**Exercise details**
Repeat the records below exactly, line for line.

(Referring expression pointing data)
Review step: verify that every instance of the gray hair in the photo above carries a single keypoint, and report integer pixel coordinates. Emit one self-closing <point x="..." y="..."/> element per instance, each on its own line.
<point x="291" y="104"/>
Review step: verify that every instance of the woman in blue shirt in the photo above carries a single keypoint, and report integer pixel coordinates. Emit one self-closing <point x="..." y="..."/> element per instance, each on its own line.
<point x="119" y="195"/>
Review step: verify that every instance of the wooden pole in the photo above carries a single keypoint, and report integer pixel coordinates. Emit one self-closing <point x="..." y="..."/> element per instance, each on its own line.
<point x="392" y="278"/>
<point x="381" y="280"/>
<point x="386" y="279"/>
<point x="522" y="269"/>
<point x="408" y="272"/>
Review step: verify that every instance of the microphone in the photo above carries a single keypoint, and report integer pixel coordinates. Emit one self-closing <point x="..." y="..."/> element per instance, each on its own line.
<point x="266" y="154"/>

**Exercise output**
Review step: verify that every instance of the gray hair in the photo above carries a single keypoint, and report integer pixel coordinates. Emit one self-closing <point x="..." y="..."/> element per instance, each on its own line.
<point x="291" y="104"/>
Review step: verify that every instance of the woman in blue shirt in the photo above carries a single keypoint, and report integer pixel coordinates. Emit one self-closing <point x="..." y="..."/> element per instance, each on its own line.
<point x="119" y="195"/>
Review step: verify that every instance of the wooden pole in the photo above carries a single keypoint, and report integer pixel coordinates. Emit one self-closing <point x="..." y="..."/> element per instance, each on its own line.
<point x="392" y="278"/>
<point x="381" y="280"/>
<point x="386" y="279"/>
<point x="522" y="269"/>
<point x="408" y="272"/>
Review step: verify that every instance of the microphone in the photo above carries a single keypoint, and report integer pixel coordinates. Emit one self-closing <point x="..." y="..."/> element per instance, each on its own line.
<point x="266" y="154"/>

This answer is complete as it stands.